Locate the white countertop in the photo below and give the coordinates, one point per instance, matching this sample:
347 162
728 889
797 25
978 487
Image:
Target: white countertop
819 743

**Short task**
Set down every line of the items above again, word for word, keeping the original line breaks.

**Result for this task**
Locate the white countertop in the photo below and give the coordinates, one point per instance, matching this sample:
347 162
728 889
797 25
978 487
Image:
Target: white countertop
819 743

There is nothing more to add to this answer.